▸ TASK OBJECTIVE
Reproduce every line in the stretch below from the one containing "Scouting task: drop one point on every instance of the grassy" through the one containing "114), (507, 306)]", offsetting each coordinate in the answers by 103. All other lines, the requests and their format samples included, should stay unchanged.

▸ RECORD LIST

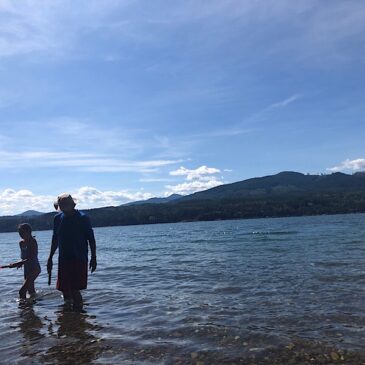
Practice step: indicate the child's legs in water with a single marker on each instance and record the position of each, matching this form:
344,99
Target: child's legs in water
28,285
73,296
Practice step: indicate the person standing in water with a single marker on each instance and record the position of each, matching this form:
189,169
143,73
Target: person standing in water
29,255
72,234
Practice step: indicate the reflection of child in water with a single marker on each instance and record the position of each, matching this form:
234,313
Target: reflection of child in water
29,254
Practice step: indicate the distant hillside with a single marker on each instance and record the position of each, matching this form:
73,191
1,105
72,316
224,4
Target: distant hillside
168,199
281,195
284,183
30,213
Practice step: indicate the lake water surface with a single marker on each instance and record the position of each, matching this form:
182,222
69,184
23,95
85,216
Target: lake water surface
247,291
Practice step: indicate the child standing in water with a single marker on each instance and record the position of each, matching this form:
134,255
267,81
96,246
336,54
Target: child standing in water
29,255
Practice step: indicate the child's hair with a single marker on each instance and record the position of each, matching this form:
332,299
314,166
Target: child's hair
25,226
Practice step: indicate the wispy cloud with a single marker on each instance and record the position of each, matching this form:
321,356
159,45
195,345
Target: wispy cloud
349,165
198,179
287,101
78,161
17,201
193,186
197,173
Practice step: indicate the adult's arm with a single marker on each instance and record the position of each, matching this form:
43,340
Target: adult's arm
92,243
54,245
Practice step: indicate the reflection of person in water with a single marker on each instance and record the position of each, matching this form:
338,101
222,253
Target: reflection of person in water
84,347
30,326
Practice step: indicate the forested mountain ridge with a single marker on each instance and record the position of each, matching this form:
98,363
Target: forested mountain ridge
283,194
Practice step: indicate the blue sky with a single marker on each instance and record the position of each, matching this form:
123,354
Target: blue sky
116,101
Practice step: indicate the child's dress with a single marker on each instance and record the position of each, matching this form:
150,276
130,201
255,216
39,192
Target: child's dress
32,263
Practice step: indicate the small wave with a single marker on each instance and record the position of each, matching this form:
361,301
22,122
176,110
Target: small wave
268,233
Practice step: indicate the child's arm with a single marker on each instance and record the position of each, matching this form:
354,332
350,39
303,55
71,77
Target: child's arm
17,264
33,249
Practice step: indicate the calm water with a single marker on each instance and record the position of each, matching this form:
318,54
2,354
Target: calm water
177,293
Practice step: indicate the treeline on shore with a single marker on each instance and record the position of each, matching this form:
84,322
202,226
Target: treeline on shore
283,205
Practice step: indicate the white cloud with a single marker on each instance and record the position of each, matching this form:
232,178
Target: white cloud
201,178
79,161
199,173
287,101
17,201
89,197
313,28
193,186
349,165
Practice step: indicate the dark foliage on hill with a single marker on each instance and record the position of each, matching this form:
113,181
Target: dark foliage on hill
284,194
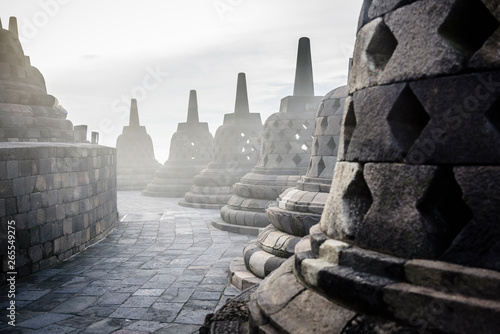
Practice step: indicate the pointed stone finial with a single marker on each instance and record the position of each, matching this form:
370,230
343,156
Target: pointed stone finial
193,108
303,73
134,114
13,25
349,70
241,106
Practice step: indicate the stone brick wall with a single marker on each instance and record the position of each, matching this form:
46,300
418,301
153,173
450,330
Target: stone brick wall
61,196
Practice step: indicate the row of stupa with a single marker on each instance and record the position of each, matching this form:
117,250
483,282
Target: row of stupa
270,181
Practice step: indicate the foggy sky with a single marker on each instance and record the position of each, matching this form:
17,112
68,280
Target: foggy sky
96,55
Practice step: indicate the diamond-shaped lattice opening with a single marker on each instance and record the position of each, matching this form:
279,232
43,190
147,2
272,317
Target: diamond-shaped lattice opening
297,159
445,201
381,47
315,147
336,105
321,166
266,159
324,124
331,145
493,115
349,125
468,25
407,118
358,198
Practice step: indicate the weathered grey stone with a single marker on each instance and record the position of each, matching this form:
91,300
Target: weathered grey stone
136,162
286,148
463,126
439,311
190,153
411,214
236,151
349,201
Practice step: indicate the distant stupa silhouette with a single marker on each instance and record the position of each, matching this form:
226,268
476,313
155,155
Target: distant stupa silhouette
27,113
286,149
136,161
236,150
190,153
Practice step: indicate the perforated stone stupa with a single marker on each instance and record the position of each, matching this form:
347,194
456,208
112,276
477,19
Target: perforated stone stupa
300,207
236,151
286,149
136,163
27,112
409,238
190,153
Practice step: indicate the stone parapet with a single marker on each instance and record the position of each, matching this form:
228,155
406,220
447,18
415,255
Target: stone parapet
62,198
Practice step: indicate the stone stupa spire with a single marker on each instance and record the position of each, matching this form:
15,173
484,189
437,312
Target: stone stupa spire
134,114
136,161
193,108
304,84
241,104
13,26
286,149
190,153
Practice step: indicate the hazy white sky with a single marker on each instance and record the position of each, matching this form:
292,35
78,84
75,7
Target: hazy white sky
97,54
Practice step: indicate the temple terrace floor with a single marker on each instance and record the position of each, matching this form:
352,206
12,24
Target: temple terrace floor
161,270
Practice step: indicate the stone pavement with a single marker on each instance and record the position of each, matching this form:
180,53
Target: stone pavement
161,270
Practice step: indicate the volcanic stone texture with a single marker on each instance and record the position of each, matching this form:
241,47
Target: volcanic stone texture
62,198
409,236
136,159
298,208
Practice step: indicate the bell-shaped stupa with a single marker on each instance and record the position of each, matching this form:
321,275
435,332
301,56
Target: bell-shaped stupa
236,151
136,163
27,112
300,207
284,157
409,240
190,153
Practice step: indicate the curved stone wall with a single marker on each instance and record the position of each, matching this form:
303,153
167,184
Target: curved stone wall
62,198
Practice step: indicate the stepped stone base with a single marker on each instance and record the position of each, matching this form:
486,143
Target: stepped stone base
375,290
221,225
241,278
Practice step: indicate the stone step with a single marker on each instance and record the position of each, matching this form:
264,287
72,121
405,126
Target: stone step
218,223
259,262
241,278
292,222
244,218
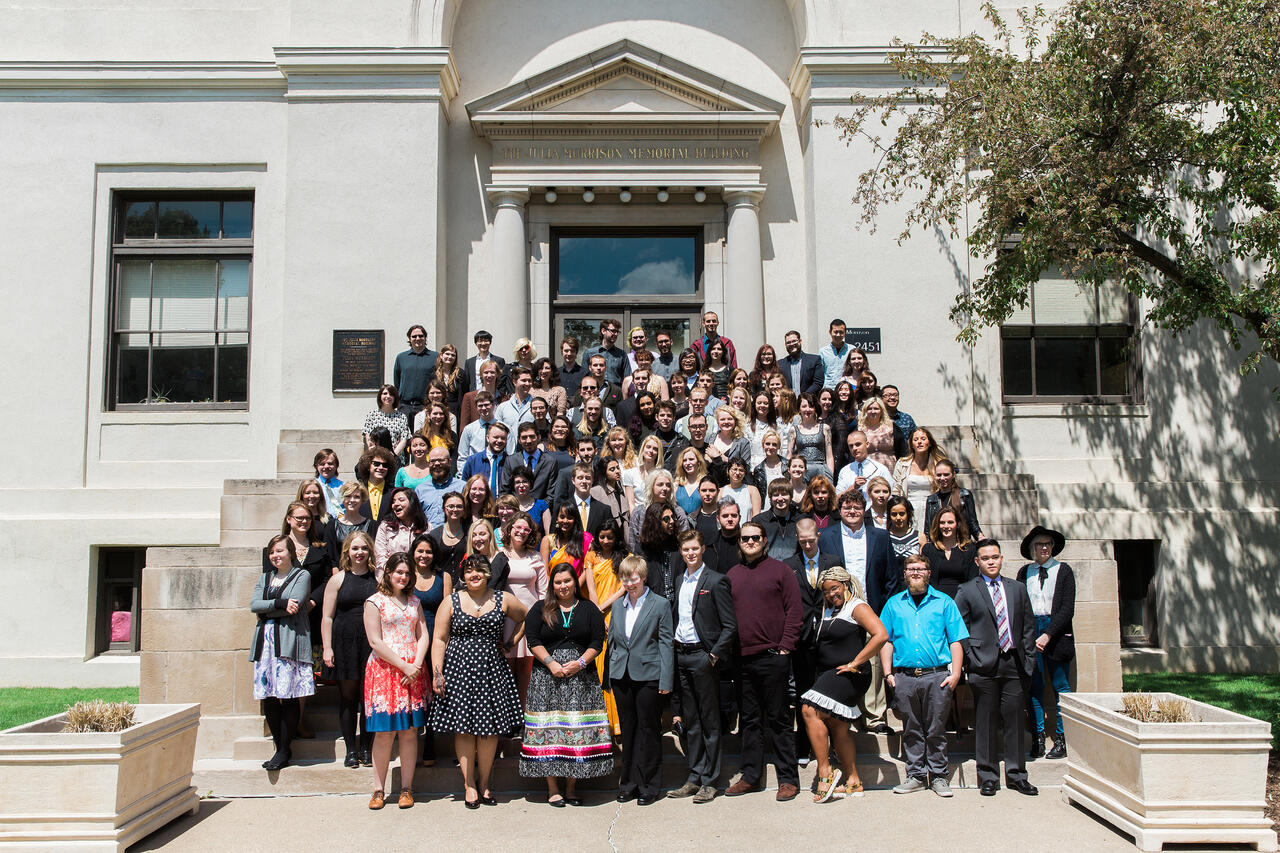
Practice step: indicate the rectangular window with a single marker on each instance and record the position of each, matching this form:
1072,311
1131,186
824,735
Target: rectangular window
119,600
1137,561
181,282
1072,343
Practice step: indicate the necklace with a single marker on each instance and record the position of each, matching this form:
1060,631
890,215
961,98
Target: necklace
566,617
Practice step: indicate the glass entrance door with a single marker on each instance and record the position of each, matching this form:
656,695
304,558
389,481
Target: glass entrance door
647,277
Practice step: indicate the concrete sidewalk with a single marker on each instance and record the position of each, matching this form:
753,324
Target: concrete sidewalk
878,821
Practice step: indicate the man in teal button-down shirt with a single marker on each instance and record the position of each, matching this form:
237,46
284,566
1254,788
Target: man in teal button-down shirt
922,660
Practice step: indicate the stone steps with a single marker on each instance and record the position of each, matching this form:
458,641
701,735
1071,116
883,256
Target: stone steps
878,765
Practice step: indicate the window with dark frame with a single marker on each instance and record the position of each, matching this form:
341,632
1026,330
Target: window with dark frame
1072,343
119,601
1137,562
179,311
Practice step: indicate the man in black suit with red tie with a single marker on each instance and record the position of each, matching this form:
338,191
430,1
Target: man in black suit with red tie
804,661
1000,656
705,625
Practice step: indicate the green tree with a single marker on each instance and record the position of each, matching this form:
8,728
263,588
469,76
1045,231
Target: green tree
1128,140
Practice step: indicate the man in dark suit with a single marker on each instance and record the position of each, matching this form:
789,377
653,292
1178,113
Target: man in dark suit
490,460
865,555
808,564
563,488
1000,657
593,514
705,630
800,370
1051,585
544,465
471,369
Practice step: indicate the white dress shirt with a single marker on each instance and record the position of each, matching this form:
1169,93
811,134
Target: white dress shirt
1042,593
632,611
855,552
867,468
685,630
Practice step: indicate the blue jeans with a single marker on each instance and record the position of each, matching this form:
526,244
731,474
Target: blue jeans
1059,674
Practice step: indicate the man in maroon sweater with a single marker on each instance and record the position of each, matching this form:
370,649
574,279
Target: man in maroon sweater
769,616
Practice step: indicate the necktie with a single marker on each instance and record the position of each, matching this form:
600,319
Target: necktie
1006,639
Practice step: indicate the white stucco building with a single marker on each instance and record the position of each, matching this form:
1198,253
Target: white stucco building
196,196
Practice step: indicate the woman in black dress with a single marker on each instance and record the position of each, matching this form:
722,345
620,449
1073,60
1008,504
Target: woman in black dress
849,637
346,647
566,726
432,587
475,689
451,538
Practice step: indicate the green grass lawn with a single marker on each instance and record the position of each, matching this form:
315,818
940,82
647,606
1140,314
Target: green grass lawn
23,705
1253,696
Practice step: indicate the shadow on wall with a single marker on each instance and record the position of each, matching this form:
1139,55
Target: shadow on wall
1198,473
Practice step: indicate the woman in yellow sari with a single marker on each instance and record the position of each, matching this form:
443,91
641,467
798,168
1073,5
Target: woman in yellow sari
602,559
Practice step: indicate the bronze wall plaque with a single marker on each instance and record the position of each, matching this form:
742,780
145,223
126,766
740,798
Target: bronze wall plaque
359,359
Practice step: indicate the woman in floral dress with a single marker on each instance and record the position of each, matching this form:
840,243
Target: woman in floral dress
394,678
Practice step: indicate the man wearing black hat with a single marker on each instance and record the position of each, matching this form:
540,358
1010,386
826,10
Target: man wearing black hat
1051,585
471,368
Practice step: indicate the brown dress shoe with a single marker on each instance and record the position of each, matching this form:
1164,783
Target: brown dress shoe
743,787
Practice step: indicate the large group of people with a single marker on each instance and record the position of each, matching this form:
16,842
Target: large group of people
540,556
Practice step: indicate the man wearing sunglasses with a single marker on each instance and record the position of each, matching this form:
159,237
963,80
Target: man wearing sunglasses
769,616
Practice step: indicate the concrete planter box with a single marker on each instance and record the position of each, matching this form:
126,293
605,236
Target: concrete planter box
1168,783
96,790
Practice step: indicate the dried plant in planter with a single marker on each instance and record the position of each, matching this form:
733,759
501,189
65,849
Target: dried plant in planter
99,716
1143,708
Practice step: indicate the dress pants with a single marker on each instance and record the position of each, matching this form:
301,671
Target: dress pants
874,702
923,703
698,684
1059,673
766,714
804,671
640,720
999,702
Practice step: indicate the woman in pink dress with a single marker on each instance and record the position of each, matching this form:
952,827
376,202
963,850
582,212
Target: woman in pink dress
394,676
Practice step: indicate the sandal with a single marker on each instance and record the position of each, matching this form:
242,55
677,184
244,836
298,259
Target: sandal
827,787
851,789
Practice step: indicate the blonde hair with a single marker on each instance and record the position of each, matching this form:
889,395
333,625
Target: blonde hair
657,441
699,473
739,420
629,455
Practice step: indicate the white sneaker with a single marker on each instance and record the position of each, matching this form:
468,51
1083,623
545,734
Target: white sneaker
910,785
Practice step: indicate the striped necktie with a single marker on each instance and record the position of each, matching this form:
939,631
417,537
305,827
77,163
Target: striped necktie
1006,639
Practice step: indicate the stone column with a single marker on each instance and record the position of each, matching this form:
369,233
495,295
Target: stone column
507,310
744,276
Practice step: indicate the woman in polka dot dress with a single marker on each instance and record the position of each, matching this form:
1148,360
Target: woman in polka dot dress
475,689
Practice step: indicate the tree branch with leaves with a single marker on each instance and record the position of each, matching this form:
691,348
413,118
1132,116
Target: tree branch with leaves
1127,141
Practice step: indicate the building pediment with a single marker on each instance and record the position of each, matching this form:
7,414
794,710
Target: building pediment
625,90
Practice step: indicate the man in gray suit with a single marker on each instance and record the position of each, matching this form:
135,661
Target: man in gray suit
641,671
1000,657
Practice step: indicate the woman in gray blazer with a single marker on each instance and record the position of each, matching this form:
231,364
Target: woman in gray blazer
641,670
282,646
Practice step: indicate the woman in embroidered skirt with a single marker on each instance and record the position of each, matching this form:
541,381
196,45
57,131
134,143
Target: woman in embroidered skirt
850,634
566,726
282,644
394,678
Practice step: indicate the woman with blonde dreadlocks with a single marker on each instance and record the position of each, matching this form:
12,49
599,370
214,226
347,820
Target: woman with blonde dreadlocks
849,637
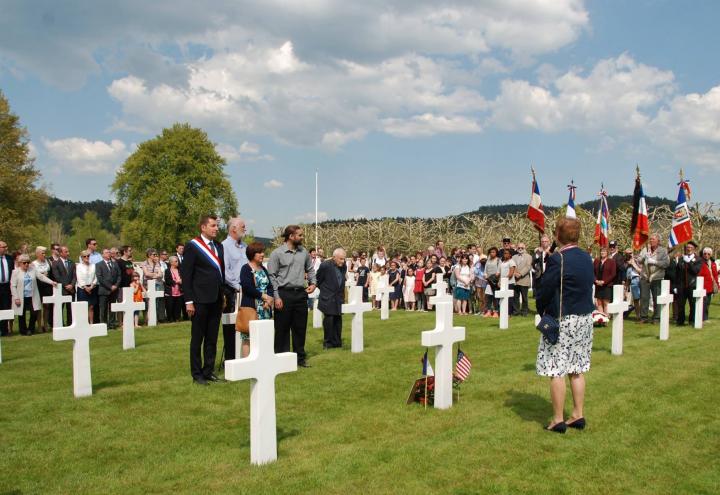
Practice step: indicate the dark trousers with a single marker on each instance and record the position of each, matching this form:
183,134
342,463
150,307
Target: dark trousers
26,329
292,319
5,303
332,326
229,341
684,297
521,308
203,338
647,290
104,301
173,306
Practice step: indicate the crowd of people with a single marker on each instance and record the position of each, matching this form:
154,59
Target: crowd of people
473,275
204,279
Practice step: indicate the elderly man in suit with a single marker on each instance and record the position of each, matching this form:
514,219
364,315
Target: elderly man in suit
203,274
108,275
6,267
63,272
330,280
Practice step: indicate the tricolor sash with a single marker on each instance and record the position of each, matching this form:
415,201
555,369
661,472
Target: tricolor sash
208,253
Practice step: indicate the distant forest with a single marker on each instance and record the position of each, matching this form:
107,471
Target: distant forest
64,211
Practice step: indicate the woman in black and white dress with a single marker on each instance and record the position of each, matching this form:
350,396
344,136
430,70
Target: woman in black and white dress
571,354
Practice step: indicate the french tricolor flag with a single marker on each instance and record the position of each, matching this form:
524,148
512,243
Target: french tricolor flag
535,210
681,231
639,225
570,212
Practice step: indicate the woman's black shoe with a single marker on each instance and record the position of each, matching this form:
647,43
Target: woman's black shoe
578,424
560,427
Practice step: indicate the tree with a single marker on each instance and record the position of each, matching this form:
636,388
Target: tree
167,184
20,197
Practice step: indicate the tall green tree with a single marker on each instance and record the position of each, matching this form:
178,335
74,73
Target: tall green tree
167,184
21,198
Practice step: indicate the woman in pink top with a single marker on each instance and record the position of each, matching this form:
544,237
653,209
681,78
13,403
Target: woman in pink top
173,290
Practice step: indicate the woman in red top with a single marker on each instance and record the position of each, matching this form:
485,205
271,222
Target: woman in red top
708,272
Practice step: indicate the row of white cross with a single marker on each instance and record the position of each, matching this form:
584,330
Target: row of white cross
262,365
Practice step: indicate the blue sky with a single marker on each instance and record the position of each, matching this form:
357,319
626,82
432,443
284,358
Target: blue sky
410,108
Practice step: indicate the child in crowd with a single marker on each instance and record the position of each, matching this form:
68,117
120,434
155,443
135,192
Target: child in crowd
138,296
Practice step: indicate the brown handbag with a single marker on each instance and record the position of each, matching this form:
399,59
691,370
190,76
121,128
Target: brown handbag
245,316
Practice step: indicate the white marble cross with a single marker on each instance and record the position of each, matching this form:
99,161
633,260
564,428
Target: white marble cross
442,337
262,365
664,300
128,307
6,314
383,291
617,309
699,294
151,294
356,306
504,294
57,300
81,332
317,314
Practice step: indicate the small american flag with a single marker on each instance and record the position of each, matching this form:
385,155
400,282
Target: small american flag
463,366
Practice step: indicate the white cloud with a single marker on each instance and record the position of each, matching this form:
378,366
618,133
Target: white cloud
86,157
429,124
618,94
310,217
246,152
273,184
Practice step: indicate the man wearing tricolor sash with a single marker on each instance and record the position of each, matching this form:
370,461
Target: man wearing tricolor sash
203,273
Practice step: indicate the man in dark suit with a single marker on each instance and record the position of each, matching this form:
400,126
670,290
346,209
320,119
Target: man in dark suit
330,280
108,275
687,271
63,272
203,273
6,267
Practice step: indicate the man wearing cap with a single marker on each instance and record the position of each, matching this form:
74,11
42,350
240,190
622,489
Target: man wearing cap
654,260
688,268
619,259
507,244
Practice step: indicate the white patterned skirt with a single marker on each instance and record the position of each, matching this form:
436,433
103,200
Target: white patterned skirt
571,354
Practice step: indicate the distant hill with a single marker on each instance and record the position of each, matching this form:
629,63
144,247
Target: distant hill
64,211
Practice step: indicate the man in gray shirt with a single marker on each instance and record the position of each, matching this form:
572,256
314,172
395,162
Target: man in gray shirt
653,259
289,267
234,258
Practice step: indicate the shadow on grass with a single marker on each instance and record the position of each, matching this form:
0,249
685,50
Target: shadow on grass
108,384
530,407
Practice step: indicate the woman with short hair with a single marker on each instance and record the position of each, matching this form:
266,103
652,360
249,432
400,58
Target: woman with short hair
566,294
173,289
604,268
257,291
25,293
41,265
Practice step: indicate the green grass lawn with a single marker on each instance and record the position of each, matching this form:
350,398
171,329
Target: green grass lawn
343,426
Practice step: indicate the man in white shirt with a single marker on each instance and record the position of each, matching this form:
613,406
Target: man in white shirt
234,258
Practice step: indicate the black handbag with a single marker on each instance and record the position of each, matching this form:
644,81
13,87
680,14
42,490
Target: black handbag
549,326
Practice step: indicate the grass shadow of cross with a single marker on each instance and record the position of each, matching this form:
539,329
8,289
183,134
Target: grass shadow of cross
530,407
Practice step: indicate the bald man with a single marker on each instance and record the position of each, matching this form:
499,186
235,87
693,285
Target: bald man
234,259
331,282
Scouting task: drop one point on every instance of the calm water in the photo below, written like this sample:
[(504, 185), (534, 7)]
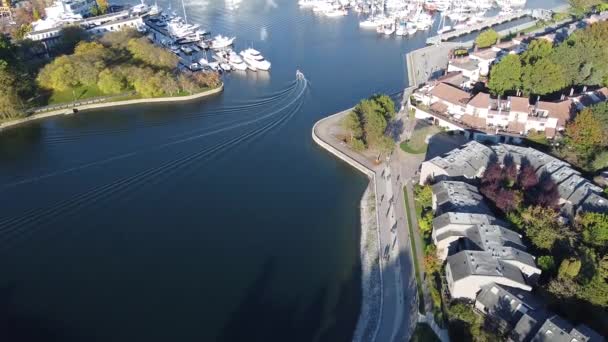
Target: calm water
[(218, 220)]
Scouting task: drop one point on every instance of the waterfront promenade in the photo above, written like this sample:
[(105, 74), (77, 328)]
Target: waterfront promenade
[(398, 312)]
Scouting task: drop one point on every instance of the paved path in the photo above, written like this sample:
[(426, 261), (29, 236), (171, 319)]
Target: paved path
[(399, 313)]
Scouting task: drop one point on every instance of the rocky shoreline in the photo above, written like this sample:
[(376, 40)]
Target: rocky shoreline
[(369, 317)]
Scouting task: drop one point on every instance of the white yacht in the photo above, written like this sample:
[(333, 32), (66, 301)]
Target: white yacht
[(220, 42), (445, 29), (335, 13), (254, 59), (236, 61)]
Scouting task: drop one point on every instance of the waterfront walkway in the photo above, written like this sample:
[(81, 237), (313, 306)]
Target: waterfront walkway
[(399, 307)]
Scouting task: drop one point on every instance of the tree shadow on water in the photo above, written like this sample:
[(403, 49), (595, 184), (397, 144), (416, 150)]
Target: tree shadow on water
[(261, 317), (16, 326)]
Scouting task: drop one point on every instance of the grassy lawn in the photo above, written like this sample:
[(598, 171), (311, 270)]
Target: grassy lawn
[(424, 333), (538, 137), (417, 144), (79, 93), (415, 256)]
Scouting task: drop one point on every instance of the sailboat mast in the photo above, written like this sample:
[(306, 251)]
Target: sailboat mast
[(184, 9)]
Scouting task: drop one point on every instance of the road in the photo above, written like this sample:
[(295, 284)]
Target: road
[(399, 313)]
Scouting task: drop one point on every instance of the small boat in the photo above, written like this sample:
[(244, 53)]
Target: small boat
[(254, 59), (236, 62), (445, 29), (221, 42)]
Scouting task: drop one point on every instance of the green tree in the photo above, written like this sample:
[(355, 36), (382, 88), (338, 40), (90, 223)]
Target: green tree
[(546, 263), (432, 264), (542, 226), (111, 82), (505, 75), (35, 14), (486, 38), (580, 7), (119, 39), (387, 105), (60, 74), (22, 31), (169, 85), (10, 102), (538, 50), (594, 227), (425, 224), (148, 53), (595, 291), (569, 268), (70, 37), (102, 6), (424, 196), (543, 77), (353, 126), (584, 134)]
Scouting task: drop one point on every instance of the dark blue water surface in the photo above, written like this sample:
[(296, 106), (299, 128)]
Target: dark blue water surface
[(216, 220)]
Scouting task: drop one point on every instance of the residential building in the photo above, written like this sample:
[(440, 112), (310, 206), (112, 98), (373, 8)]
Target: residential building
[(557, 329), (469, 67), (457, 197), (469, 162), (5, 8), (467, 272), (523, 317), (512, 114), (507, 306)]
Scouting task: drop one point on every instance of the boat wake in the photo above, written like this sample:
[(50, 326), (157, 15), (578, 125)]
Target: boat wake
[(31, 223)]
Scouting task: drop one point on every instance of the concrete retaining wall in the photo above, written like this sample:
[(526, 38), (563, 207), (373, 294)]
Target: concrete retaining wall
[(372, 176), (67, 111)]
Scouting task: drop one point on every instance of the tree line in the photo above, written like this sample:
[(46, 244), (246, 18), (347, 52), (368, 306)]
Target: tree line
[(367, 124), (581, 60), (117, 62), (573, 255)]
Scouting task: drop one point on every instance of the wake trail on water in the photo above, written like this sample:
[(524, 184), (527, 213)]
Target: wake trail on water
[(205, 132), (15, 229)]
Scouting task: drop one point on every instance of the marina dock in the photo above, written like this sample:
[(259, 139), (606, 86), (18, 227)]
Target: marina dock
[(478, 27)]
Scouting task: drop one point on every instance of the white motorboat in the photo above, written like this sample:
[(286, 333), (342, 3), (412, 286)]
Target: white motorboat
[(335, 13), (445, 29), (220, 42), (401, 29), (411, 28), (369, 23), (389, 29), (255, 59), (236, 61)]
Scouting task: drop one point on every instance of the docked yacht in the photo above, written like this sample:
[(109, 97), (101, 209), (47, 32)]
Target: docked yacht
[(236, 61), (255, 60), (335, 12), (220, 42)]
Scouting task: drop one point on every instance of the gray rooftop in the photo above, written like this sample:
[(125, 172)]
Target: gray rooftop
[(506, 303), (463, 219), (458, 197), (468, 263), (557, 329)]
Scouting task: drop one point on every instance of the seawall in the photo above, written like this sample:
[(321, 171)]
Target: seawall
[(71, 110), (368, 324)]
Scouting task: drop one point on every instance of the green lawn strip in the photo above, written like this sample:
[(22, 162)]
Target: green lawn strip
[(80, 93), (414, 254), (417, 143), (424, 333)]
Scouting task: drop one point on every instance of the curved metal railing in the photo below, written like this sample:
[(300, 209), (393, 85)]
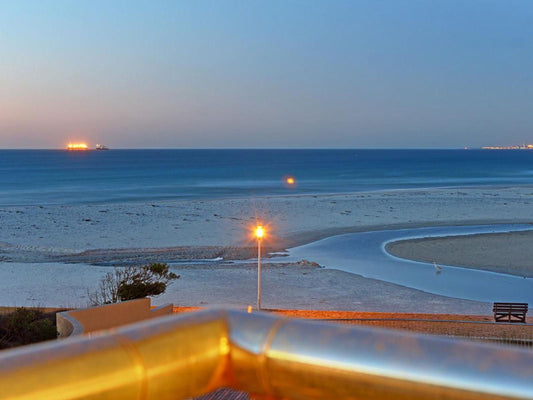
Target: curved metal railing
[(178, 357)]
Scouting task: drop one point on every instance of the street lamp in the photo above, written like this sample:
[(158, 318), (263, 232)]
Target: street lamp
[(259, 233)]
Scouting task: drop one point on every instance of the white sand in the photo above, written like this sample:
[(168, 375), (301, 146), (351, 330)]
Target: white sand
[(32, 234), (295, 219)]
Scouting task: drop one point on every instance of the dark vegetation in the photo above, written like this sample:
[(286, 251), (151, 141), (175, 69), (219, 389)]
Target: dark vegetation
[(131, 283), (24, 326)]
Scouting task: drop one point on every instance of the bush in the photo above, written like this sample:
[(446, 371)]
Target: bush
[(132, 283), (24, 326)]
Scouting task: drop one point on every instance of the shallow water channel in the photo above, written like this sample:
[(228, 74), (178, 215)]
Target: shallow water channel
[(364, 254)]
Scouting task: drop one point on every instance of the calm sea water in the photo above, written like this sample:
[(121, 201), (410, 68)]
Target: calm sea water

▸ THE ANSWER
Scouting task: drop one point on every instance of the grassy lawn in the photo above, written like this sample:
[(598, 171), (311, 270)]
Target: grassy lawn
[(527, 436), (641, 240), (520, 247), (182, 196), (518, 359)]
Scouting task: drop one point on every instance of the sailboat mast in the photo above, written like this sample:
[(306, 251)]
Target: sailboat mast
[(287, 112)]
Scouting task: drop one point on every instance of the road in the photo above, written like this sample:
[(295, 284)]
Target: road
[(502, 416)]
Scouting task: drop one point on every instance of the small boat in the photo above, written like this sample:
[(244, 53)]
Target: small boat
[(357, 162), (339, 165), (548, 132), (324, 145)]
Scouting task: drop one point on every instance of the green tree in the photo above, written like this sample:
[(355, 36), (382, 88), (338, 40), (90, 223)]
Target: green tree
[(649, 366), (535, 367), (645, 329), (214, 185), (608, 178), (138, 117), (589, 141), (683, 110), (222, 142), (490, 208), (163, 177), (125, 134), (272, 188), (113, 205), (641, 153), (697, 330), (528, 327), (251, 156), (698, 394), (672, 371), (173, 140), (205, 109), (527, 299), (646, 180), (456, 229), (687, 237)]
Scouting task: drop one point on every instance of the dark blue water surface in the photo above, written like this sample:
[(296, 106), (299, 128)]
Target: dark blue water surface
[(319, 323)]
Scouting task: drop one point on every instance of the residential building in the photo above, written like this sample:
[(440, 112), (310, 206), (112, 98), (373, 8)]
Target: residential building
[(660, 432), (572, 170), (560, 300), (572, 265), (108, 111), (570, 375), (626, 420), (615, 217), (610, 409)]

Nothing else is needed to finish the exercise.